> **PAGE EXCERPT**
Treat tutorial-specific fields such as genes_to_use, cell_type, and the hematopoiesis sample layout as worked examples, not universal defaults.

Minimal Execution Patterns

For the notebook-compatible one-shot total RNA workflow:

import dynamo as dyn

adata = dyn.sample_data.hematopoiesis_raw()
adata.obs_names_make_unique()

selected_genes = list(adata.uns["genes_to_use"])

pre = dyn.pp.Preprocessor(force_gene_list=selected_genes)
pre.config_monocle_recipe(adata, n_top_genes=len(selected_genes))
pre.preprocess_adata_monocle(adata, tkey="time", experiment_type="one-shot")

dyn.tl.reduceDimension(adata)
dyn.tl.moments(adata, group="time")

adata.uns["pp"]["has_splicing"] = False
dyn.tl.dynamics(
    adata,
    group="time",
    one_shot_method="sci_fate",
    model="deterministic",
    cores=1,
)

dyn.tl.calculate_velocity_alpha_minus_gamma_s(adata)

> **STORED DATA**
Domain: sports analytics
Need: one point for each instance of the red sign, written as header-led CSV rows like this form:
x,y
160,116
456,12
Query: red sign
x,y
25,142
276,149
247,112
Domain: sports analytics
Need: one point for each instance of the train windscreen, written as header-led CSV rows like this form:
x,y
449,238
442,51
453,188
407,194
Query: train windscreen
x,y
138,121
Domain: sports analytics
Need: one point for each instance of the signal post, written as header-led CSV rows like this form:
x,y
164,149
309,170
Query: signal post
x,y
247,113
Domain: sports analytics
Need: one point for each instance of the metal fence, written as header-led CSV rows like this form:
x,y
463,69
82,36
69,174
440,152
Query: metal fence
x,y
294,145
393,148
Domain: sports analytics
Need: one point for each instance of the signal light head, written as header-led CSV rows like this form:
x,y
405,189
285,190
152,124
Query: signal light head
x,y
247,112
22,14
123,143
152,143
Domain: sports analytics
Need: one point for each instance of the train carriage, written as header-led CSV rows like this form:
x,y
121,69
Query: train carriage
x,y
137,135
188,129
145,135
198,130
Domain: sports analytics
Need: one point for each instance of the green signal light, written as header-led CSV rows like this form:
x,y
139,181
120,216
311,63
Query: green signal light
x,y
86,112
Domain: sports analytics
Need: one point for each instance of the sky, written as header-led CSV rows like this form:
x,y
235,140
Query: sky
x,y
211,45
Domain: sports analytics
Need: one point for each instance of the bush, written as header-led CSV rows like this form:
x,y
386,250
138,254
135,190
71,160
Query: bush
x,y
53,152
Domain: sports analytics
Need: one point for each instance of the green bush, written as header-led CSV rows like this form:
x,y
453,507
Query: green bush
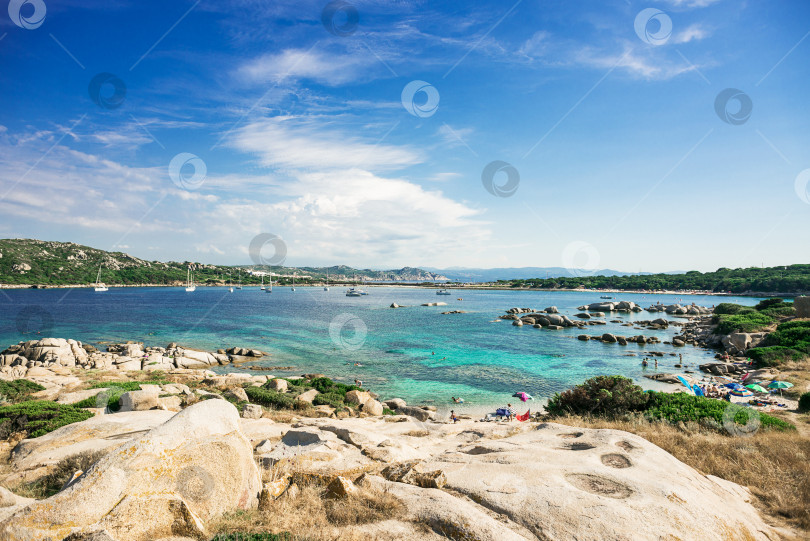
x,y
677,407
804,402
602,395
18,390
38,417
335,400
773,355
769,303
728,308
743,321
269,398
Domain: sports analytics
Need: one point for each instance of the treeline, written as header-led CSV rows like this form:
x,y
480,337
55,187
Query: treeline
x,y
789,279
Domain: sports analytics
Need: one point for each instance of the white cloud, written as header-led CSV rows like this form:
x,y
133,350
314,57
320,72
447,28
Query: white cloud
x,y
693,33
293,64
309,142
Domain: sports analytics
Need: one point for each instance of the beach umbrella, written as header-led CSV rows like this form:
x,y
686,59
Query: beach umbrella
x,y
779,385
744,392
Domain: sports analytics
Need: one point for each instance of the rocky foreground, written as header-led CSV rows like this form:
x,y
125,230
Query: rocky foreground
x,y
166,475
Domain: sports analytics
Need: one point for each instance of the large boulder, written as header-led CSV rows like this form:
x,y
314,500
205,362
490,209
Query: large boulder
x,y
417,413
279,385
171,481
641,491
357,397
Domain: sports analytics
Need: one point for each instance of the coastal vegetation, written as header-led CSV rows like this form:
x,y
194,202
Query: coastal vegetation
x,y
614,396
35,418
35,262
784,279
18,390
789,342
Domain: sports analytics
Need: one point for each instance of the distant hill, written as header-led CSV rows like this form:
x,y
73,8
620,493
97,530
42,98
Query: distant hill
x,y
516,273
38,262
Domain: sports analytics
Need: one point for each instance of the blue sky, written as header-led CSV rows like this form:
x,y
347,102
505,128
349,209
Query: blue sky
x,y
607,118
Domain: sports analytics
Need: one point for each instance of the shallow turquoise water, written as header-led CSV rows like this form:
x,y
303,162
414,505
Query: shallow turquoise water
x,y
318,331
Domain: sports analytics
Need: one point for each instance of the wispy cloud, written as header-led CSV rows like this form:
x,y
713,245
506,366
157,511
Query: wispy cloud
x,y
304,142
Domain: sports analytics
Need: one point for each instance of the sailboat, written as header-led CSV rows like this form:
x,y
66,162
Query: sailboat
x,y
99,286
190,281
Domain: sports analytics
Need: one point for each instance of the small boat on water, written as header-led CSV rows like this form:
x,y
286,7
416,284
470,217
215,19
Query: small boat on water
x,y
100,286
190,281
354,292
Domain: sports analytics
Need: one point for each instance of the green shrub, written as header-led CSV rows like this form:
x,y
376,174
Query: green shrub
x,y
804,402
769,303
18,390
269,398
743,321
677,407
773,355
335,400
602,395
38,417
109,398
728,308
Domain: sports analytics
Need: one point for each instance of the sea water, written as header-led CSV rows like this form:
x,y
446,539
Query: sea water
x,y
414,352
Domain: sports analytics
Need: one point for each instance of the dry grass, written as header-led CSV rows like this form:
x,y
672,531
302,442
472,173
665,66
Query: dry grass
x,y
417,433
311,515
774,465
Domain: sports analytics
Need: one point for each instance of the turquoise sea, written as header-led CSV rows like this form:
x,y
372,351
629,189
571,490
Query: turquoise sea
x,y
413,352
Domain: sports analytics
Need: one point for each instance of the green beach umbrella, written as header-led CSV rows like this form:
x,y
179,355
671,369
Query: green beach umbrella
x,y
779,385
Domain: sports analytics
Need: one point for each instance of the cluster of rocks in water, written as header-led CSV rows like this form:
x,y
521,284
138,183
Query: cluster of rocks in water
x,y
56,352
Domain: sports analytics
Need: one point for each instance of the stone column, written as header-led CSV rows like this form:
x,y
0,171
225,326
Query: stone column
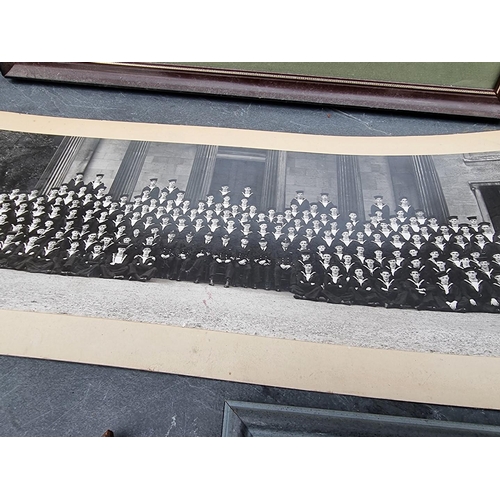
x,y
83,158
57,170
483,209
130,169
274,183
202,172
350,193
429,187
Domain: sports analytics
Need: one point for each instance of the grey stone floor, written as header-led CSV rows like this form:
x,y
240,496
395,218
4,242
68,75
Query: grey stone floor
x,y
253,312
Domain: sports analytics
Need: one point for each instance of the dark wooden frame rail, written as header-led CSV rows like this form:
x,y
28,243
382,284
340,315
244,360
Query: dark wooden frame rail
x,y
437,99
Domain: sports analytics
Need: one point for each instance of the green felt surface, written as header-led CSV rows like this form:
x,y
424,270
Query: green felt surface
x,y
480,75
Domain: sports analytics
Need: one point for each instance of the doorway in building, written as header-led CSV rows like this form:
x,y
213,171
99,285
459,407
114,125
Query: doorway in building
x,y
491,197
403,180
238,168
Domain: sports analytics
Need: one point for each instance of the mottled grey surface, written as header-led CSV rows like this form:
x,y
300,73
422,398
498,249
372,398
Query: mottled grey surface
x,y
172,108
48,398
253,312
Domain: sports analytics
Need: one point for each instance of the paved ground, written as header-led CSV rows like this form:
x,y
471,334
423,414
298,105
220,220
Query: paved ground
x,y
252,312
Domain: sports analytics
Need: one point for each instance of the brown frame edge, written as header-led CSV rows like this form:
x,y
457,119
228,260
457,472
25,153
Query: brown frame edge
x,y
281,87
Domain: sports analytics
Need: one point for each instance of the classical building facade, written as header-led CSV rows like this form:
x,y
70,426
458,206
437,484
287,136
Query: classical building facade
x,y
461,184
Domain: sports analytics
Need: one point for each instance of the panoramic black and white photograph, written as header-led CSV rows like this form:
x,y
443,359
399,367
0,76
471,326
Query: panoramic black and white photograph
x,y
390,252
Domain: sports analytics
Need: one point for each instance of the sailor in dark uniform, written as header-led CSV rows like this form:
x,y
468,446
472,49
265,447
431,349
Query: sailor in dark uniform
x,y
262,260
389,290
477,292
300,200
222,257
362,289
283,264
242,254
418,291
94,186
91,262
202,257
143,266
154,190
447,294
172,189
307,285
379,205
116,265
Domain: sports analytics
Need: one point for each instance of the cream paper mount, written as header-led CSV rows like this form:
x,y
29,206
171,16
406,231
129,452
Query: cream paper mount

> **PROBLEMS AND TASKS**
#1 In the page excerpt, what value is given for one_shot_method in the call to dyn.tl.dynamics?
#2 Please reproduce the stretch of the page excerpt from "For the notebook-compatible" through "pre = dyn.pp.Preprocessor(force_gene_list=selected_genes)".

> **YOUR RESPONSES**
#1 "sci_fate"

#2
For the notebook-compatible one-shot total RNA workflow:

import dynamo as dyn

adata = dyn.sample_data.hematopoiesis_raw()
adata.obs_names_make_unique()

selected_genes = list(adata.uns["genes_to_use"])

pre = dyn.pp.Preprocessor(force_gene_list=selected_genes)